━━ STORED RECORDS
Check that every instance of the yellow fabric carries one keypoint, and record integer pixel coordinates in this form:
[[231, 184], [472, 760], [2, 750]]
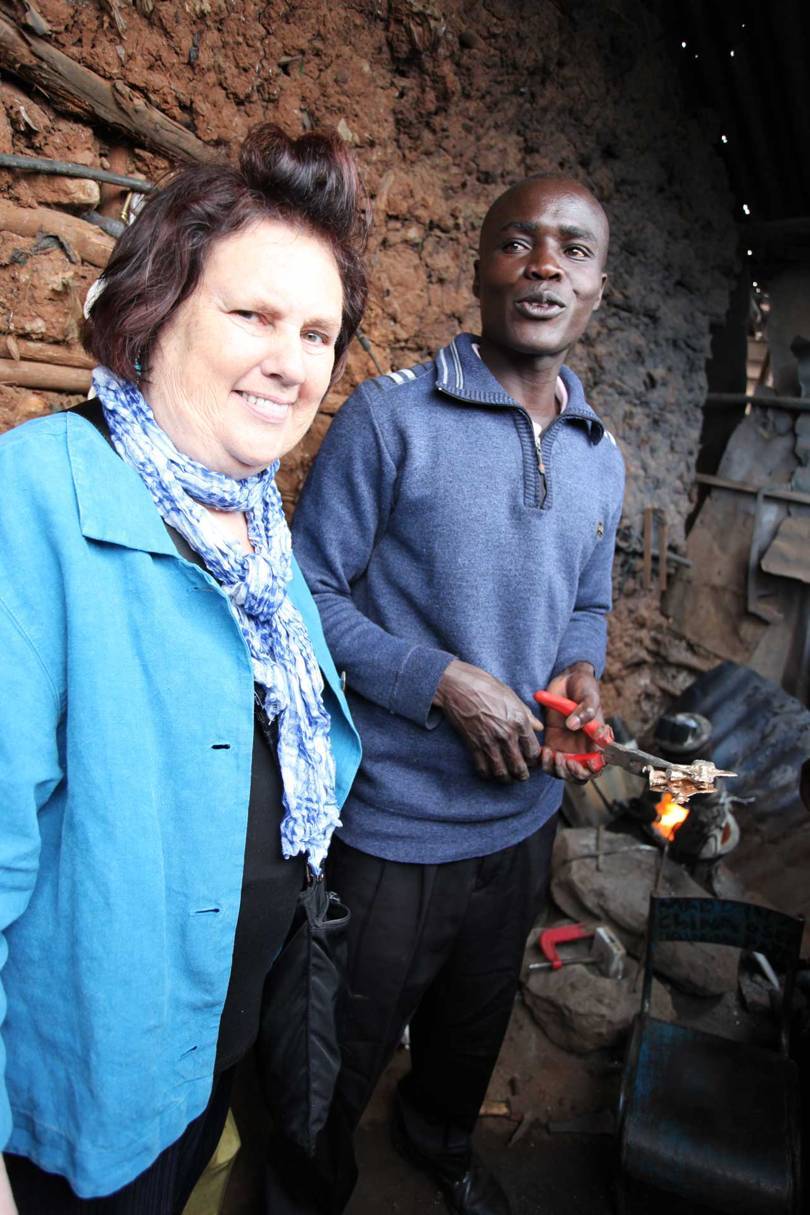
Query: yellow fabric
[[208, 1193]]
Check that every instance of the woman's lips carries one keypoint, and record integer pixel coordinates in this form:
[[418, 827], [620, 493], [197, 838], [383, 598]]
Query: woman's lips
[[265, 407]]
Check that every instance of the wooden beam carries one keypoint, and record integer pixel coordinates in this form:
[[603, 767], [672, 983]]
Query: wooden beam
[[794, 403], [44, 376], [45, 352], [89, 242], [77, 90], [774, 491]]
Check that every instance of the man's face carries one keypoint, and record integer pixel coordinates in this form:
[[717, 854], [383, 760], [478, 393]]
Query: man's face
[[541, 269]]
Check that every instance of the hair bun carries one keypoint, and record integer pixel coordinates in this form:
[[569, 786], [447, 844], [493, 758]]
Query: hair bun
[[312, 175]]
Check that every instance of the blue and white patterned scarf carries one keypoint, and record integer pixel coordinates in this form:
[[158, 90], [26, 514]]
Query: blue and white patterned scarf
[[283, 661]]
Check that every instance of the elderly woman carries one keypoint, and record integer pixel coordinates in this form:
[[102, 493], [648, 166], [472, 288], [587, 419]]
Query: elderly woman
[[170, 756]]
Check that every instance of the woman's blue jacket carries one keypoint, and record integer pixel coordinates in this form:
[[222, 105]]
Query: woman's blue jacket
[[125, 752]]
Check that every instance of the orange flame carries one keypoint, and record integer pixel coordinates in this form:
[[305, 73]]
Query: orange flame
[[670, 815]]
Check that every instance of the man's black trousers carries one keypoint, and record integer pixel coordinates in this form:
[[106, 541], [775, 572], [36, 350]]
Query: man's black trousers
[[439, 948]]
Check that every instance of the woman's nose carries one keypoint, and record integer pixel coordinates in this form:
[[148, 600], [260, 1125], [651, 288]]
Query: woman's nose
[[284, 356]]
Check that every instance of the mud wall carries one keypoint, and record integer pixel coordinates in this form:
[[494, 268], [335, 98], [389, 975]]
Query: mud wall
[[446, 102]]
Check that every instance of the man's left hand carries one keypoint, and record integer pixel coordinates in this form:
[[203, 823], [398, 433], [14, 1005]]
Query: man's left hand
[[578, 683]]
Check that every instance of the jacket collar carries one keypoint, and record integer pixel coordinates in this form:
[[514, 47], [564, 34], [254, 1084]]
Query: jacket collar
[[463, 374], [114, 504]]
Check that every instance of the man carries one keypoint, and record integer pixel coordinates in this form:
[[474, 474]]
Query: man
[[457, 531]]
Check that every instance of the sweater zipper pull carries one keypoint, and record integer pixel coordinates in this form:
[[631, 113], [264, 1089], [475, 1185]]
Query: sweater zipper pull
[[541, 467]]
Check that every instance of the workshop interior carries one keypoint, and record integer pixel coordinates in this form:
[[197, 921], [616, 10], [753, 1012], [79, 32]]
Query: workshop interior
[[658, 1055]]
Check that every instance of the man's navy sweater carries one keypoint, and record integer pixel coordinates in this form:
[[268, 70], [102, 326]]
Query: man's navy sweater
[[428, 532]]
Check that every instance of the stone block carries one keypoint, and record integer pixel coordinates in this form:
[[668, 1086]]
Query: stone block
[[582, 1011], [618, 893]]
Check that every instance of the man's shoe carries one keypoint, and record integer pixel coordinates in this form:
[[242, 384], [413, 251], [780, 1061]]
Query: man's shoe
[[474, 1192]]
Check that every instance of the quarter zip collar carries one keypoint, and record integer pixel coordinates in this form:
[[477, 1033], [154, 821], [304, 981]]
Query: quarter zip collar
[[464, 376]]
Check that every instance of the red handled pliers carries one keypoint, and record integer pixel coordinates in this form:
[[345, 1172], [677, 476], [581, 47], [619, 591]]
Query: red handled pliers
[[640, 763]]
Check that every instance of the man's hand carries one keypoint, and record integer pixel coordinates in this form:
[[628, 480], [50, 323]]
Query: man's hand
[[577, 683], [498, 728]]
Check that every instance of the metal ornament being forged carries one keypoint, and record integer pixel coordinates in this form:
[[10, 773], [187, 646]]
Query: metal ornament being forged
[[685, 780]]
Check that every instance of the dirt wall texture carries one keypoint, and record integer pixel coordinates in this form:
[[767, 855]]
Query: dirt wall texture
[[446, 103]]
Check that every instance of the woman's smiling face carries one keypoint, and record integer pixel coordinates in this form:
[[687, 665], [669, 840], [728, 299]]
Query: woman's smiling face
[[238, 372]]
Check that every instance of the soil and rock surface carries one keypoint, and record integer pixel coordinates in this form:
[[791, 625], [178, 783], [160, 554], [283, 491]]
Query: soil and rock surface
[[445, 105]]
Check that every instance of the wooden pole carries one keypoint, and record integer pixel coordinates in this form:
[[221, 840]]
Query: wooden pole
[[45, 352], [647, 547], [777, 492], [77, 90], [89, 242], [44, 376]]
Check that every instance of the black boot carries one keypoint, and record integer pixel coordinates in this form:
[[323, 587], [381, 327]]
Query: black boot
[[468, 1186]]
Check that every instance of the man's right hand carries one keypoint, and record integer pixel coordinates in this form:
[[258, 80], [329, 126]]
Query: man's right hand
[[498, 728]]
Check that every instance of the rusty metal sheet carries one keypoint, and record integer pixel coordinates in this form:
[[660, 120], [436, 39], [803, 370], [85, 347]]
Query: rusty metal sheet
[[788, 554]]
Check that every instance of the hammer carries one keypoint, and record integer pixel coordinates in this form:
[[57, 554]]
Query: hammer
[[606, 950]]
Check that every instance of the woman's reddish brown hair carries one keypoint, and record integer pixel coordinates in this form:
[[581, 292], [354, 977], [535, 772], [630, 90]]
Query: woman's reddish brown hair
[[159, 259]]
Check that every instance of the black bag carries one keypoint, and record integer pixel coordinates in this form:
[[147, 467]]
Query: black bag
[[298, 1051]]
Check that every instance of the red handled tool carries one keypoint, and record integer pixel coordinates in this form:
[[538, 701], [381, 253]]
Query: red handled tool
[[679, 778]]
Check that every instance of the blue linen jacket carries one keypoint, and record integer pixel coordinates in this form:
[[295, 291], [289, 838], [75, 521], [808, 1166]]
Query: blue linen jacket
[[125, 756]]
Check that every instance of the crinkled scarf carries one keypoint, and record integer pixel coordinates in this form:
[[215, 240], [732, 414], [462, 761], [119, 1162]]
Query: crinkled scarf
[[283, 661]]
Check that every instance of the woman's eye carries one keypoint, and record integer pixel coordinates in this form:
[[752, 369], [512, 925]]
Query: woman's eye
[[247, 315]]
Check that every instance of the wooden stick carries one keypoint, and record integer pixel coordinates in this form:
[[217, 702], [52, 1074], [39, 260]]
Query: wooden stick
[[45, 352], [663, 543], [768, 491], [89, 242], [77, 90], [44, 376], [647, 547]]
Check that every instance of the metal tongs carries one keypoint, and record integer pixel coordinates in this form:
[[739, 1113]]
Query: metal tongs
[[683, 780]]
━━━━
Reproduce every line from the one containing "Check that every instance of the soil" down to the one containing "[[498, 728]]", both ends included, with the requests kept in place. Shift each keypoint coordinate in the answers up by 49, and leave the requests and their format samples unchanged.

REPLY TO THE TASK:
Check that every instance of the soil and rock surface carries one keypoint, and record integer pixel coordinates in this form:
[[791, 625], [178, 783], [160, 554], [283, 491]]
Query: soil and rock surface
[[494, 154]]
Check that every instance of the wooden pole carries one keypoint, and record integer pixel coordinates in this form:
[[221, 840]]
Query: wooden pole
[[94, 401], [696, 596], [826, 541], [126, 139], [138, 291], [93, 425]]
Check that every instance of the black boot carries one keypoint, and record integer pixel coordinates in this form:
[[323, 587], [381, 327]]
Query: black boot
[[517, 1235]]
Check that every instance of the man's right hand carries one keypoint, and record integer pixel coordinates in this form:
[[258, 80], [329, 126]]
Query: man's right hand
[[547, 777]]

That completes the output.